╭─ Data section

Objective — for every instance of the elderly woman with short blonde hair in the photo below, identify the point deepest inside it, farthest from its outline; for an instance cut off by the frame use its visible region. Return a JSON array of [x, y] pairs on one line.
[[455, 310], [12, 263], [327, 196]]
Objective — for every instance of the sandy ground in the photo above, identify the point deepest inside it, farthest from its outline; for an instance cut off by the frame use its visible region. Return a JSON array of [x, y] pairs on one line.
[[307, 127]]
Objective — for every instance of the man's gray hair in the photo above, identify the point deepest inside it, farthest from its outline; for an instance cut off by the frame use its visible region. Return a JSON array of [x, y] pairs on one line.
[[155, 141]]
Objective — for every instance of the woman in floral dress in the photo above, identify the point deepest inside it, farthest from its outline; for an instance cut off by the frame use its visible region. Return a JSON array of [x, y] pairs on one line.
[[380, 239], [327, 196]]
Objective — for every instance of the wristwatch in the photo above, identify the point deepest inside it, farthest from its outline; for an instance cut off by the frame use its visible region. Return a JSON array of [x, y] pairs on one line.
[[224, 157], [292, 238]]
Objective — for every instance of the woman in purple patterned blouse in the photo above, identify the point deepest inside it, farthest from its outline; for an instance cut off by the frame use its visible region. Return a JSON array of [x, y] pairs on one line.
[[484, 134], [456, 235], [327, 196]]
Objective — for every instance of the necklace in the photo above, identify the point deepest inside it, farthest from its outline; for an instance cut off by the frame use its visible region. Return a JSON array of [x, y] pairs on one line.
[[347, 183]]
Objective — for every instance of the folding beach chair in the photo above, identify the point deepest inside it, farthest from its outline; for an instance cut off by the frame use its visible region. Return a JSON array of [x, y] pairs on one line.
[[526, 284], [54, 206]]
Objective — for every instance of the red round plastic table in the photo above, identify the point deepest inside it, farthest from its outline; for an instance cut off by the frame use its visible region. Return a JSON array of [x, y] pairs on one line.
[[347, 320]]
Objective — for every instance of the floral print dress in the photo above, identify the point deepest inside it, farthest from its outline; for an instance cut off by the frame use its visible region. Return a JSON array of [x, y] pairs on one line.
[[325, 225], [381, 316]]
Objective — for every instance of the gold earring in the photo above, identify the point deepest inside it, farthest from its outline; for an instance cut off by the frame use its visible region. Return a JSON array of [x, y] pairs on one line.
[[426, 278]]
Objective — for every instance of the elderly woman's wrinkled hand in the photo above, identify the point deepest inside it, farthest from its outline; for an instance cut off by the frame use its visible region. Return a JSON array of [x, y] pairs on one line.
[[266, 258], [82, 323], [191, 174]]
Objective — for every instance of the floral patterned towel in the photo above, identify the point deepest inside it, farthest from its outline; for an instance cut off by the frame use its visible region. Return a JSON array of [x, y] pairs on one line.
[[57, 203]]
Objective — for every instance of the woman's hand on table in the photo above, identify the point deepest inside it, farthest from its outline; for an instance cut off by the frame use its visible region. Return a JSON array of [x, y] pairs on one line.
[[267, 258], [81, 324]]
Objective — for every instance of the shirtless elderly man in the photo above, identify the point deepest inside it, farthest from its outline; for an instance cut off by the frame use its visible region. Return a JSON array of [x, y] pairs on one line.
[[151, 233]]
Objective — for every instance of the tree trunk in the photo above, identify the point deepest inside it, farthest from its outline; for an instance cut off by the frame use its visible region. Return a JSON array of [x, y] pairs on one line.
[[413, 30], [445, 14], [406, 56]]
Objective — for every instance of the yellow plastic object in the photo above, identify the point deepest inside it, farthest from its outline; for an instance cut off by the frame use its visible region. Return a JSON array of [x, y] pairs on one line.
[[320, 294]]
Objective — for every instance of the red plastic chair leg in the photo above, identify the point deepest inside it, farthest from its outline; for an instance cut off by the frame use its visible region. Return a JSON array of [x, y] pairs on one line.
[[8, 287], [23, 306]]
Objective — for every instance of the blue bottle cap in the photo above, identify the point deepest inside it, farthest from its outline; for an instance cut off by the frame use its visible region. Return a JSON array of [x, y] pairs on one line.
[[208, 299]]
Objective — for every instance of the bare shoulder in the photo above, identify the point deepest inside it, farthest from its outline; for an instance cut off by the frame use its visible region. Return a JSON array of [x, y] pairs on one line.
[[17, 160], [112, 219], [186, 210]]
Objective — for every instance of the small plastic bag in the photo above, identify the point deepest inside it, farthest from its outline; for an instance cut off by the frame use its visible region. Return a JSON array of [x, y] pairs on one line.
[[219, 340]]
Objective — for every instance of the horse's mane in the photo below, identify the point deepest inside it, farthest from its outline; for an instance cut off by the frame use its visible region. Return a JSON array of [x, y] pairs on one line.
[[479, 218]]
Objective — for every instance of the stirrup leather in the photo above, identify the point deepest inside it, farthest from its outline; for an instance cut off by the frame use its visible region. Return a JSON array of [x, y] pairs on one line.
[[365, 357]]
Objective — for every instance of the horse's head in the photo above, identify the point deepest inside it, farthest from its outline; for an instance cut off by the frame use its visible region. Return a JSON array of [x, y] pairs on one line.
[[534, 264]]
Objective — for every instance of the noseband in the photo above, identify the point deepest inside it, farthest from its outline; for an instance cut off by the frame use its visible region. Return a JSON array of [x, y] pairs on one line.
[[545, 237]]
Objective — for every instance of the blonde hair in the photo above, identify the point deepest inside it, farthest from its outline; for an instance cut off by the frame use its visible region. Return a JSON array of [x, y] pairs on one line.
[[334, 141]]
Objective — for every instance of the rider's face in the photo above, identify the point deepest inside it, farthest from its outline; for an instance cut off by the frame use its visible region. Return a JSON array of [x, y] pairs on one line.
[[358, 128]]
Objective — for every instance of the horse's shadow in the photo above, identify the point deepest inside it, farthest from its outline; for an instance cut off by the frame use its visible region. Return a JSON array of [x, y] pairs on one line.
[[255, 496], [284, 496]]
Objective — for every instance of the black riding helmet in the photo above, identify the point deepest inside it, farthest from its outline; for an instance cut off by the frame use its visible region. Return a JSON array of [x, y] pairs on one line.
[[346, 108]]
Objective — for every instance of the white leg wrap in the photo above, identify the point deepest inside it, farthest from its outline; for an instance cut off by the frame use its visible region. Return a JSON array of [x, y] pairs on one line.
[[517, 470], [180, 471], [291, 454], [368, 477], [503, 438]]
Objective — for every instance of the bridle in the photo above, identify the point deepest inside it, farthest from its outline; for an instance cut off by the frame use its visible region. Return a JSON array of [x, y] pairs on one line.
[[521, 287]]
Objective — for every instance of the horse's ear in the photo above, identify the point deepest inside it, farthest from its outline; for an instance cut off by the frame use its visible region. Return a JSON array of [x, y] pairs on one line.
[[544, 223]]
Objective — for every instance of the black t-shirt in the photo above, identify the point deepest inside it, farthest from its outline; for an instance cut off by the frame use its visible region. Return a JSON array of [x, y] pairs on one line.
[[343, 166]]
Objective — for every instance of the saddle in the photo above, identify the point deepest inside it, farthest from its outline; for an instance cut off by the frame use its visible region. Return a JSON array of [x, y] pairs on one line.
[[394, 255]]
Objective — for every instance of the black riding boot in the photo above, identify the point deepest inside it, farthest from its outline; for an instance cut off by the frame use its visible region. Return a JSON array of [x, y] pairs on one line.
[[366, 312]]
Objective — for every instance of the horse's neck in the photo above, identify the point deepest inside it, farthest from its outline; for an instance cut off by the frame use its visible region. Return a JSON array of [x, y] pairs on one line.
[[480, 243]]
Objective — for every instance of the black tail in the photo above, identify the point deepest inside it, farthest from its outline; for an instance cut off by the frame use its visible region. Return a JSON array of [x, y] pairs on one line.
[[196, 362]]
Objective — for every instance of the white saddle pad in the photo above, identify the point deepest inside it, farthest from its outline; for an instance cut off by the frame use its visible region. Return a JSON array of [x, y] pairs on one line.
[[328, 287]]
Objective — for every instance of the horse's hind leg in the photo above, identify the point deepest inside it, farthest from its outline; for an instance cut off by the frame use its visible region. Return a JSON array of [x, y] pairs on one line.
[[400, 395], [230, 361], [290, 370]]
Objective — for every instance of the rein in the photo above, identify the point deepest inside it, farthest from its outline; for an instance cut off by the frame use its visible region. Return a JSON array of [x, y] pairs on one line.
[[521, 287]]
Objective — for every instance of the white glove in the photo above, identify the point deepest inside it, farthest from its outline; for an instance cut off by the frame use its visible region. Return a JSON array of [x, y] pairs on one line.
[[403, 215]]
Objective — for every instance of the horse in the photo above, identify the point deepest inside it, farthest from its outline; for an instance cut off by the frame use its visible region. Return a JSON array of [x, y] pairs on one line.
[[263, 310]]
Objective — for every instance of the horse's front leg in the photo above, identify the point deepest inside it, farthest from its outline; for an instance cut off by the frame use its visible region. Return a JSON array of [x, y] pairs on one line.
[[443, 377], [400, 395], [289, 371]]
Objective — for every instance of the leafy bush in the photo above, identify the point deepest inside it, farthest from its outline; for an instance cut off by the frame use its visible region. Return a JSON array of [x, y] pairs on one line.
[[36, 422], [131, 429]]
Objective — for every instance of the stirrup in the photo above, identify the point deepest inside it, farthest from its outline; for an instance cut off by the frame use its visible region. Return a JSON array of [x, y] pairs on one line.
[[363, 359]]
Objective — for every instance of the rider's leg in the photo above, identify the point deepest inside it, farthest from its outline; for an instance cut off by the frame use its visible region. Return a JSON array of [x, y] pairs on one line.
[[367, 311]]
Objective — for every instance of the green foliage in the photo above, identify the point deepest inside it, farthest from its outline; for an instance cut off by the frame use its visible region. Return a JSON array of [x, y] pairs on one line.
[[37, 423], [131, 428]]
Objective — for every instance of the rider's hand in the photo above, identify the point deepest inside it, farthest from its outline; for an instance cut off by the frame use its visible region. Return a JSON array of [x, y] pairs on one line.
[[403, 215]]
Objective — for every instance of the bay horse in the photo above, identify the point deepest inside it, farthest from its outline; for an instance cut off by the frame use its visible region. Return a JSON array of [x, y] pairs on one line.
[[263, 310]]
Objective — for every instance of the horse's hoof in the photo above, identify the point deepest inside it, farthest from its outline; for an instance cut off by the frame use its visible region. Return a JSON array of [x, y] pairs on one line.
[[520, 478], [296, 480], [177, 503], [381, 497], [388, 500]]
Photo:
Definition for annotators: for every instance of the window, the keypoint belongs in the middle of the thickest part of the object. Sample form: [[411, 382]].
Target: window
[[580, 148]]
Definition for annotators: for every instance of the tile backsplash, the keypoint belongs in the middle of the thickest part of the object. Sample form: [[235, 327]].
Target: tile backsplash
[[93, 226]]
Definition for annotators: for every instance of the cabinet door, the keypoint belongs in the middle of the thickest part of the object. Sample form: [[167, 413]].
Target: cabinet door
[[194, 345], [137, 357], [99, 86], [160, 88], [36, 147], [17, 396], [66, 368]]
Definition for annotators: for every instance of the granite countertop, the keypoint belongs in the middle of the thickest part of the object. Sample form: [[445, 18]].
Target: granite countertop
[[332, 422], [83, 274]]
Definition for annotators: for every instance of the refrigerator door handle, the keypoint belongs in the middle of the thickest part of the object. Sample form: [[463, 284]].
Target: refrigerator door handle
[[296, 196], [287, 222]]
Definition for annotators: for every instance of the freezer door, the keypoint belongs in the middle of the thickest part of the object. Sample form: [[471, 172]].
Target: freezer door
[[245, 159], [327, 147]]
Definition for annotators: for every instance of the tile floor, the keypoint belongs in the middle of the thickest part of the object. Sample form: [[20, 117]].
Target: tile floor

╰─

## Work order
If a line in the data above includes the string "floor", copy it.

## Exercise response
Definition for annotators: for every instance of the tile floor, the keypoint belongs in the middle of the thickest part of the object. Sample form: [[20, 117]].
Target: tile floor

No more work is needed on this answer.